(Recorded data)
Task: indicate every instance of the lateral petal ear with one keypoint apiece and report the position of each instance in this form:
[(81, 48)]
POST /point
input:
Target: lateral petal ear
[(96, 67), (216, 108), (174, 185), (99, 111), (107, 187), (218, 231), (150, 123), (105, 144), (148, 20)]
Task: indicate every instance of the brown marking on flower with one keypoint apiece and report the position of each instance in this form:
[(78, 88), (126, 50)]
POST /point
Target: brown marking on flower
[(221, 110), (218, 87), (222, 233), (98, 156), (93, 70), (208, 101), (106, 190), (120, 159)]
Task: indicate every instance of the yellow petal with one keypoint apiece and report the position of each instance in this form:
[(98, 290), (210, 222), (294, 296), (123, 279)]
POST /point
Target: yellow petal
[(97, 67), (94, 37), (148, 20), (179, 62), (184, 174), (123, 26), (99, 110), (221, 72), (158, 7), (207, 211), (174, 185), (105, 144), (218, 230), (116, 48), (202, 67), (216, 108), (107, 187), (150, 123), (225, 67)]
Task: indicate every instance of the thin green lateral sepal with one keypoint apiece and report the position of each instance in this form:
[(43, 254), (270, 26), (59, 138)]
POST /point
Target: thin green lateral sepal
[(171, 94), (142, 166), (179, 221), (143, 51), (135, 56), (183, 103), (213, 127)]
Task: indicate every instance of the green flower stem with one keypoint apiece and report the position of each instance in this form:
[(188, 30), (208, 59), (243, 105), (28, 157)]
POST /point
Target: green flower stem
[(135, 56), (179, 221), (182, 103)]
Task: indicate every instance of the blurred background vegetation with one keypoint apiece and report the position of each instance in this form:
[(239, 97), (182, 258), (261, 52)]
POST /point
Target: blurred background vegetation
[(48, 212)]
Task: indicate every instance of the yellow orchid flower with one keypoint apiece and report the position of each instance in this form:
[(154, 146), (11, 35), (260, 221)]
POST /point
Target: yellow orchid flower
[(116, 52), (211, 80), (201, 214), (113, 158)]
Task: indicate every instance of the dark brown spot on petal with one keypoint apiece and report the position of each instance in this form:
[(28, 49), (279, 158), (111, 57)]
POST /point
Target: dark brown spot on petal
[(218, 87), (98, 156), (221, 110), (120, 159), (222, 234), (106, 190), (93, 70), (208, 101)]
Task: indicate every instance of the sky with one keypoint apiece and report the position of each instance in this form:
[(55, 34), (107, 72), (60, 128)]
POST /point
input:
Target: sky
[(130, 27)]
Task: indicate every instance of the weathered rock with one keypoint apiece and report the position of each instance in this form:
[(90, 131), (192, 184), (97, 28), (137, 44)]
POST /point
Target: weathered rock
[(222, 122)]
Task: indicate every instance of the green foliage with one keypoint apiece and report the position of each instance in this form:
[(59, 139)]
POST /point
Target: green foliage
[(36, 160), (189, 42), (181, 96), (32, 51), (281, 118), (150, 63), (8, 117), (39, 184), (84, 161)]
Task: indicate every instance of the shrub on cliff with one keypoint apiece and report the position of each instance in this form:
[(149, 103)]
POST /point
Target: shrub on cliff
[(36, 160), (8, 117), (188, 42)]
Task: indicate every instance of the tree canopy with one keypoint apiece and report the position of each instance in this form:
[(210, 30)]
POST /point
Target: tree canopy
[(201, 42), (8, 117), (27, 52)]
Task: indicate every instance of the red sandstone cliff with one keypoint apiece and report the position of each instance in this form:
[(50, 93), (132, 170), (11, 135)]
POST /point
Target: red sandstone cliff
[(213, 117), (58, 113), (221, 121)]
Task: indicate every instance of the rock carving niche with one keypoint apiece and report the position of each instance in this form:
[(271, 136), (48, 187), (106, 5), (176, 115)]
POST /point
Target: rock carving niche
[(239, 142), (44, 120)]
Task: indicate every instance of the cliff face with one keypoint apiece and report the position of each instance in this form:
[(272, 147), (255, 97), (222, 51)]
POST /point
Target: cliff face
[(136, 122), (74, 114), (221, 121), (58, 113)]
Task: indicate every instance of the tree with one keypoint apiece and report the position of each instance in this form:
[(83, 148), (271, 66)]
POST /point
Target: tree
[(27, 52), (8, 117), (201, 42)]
==
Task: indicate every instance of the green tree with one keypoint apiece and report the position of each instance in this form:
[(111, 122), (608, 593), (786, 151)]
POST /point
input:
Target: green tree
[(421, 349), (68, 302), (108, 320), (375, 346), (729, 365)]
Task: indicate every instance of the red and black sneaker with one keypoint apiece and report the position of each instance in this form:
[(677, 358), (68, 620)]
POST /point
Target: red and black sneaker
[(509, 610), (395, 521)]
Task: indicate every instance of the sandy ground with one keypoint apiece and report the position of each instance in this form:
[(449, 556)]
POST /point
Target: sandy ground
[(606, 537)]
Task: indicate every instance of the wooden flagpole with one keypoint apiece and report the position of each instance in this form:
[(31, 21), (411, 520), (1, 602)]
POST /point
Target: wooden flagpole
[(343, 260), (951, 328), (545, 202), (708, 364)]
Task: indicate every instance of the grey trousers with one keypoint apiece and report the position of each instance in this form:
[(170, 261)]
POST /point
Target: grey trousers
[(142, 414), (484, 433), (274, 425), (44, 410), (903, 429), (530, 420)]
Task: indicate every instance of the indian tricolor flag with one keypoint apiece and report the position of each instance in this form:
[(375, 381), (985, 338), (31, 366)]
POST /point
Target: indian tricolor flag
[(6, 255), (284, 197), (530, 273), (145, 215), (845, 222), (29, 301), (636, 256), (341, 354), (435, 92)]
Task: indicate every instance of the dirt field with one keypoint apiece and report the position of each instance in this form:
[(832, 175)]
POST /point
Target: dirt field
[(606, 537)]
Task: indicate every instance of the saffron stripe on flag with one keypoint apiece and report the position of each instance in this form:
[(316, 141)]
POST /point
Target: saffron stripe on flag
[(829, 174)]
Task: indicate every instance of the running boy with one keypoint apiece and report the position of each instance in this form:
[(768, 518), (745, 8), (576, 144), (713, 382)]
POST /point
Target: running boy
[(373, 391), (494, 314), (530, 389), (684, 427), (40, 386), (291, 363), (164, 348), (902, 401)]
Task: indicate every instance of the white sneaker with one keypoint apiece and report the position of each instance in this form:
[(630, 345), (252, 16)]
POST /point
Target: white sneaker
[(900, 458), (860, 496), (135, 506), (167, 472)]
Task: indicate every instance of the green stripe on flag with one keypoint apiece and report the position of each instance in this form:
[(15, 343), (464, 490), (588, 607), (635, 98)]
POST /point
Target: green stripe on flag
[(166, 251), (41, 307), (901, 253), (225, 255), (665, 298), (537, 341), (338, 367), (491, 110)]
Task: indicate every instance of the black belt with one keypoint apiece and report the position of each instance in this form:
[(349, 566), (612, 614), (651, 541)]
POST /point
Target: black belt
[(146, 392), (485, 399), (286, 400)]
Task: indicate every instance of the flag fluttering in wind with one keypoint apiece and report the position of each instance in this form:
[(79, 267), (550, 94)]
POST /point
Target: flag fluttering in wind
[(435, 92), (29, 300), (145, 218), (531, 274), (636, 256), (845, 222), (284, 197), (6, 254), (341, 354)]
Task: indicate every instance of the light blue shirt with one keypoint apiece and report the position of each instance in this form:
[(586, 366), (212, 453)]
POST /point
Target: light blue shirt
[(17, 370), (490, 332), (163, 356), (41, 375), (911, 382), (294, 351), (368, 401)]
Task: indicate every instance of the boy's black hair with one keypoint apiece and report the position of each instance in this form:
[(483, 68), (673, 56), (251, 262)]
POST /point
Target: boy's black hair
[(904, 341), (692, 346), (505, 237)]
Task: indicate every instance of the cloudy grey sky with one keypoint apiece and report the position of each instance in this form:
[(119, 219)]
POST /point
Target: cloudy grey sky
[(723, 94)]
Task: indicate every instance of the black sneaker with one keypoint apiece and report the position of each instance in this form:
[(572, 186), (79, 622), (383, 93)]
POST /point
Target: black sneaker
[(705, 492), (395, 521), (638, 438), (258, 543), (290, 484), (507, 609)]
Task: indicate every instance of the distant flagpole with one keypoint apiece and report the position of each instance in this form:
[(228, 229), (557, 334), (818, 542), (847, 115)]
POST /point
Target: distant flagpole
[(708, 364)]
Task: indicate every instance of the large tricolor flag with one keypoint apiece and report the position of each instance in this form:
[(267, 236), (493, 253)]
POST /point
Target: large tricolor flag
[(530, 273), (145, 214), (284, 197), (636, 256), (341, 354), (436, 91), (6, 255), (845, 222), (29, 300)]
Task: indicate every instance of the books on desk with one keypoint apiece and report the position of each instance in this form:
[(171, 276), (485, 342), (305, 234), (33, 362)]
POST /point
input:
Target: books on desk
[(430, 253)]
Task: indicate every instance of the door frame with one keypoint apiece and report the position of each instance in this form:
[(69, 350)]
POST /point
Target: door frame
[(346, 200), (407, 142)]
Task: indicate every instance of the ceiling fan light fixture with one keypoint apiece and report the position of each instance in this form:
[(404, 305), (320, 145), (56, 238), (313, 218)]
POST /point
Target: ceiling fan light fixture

**What you need to do:**
In the records above, find every line containing the word "wooden" and copy each of those lines in full.

**Exercise result:**
Task: indicate every instance of the wooden flagpole with one keypoint apiece and report the position of each instance in this form:
Target: wooden flagpole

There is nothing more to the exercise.